→ **必要な作業**:
1) 幕末の大奥を扱った講座の報告文によると、3回の講座の出席者は合計何名でしたか。
2) 幕末の大奥を扱った講座の報告文を、最後の文のあとから書き進めてください。

→ **抜粋本文**:
☆ ☆ ☆

【講座開催日】2022年5月7日・6月11日・7月9日

   5月7日(土)・6月11日(土)・7月9日(土)の3回にわたり生涯学習センター研修室1及び講堂にて開催された。講師は幕末の足立の郷士・日比谷健次郎の活躍を描いた小説「紅紫の館」の著者で、令和3年10月「幕末の足立と桜田門外の変・徳川埋蔵金・新選組」の第1回講師を担当された穂高健一氏。連載小説準備中でお忙しい中を、月1回というスケジュールで実現した。応募者は63名、受講者は59名、出席は第1回55名・第2回44名・第3回41名・合計140名であった。

                          

   第1回は「天璋院篤姫 将軍継承問題の激しい対立と大奥の政治力」として、幕末(12代~15代将軍)の大奥の内部事情や皇室との関係、御台所決定の状況が解説された。特に天保の改革を行った老中・水野忠邦に対し、大奥を代表して対立した大奥最上位の上臈・姉小路は「奥女中は禁欲の代償として贅沢をしているにすぎない」とやり返し、大奥改革を封じたというエピソードを紹介された。姉小路は公家で大納言の橋本実誠の娘で、12代家慶の正室・有栖川宮の喬子に従って大奥入りしたが、喬子死去後に大奥の実力者になり、後に篤姫の受け入れや和宮(姉小路は和宮の大叔母)の降嫁にも大きな影響力を与えた。

☆ ☆ ☆

→ **保存データ**:
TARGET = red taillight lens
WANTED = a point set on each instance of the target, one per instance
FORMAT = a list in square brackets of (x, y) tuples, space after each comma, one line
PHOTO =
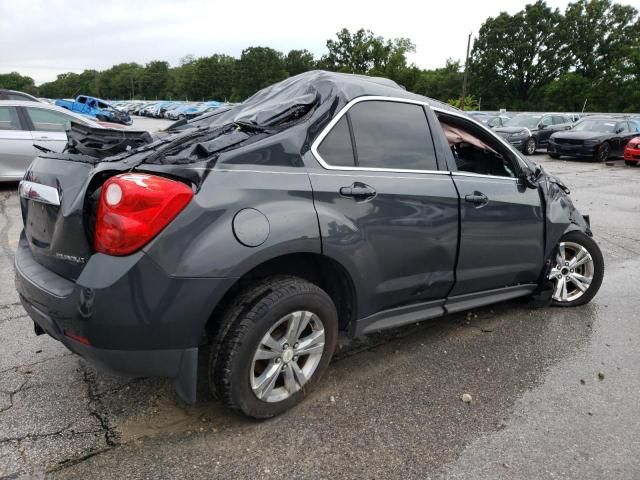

☆ ☆ ☆

→ **解答**:
1) 合計140名です。

2)
      

第2回は「皇女和宮の降嫁と家茂将軍の夫婦愛そして悲劇の物語」として、薩摩出身の篤姫の13代家定との婚礼から皇室出身の和宮と14代家茂との婚礼までが解説された。大奥の記録は全て焼却されて残っていないので憶測するほかはないが、幕末の将軍家は幼くして死亡することが非常に多かったがその理由は明らかではない。11代家斉は53人の子が誕生したが成人になったのは28人であり、12代家慶は27人の子があり、男子は14人いたが、成人したのは13代家定のみであった。

          

   第3回は「対立する嫁と姑がお家存続で立ち上がる」として、篤姫が嫁いだ13代家定は34歳で早世し、14代には南紀派で井伊直弼や大奥が推す家茂が12歳で将軍となり、16歳の時和宮が嫁いだ。家茂は1866年第二次長州征伐の途上、わずか20歳の時大阪城で亡くなり、15代には慶喜がついた。慶喜は1967年大政奉還。篤姫と和宮は当初対立していたが、薩摩と皇室双方に徳川家の存続と江戸の無血開城を働きかける為に協力する様子が解説された。

 受講者のご意見。・教えられていた歴史と違った側面での歴史の見方を知ることができました。新しい見方で歴史を見返すことができそうで楽しくなりました。・時代背景をおもしろく拝聴しました。クリミア戦争が日本にも影響を与えていたり、北方領土の話については知らないことでしたが、歴史の事実を知る必要がある。アイヌ系ロシア人の話を聞くとロシアが北海道を侵攻する話もあながちない話ではないと思いました。近代史(幕末からの話)を丁寧に教える必要がありますね。など。 (糸井史郎)



   

あだち区民大学塾講座 講座開催報告

「篤姫と和宮 大奥から見た幕末」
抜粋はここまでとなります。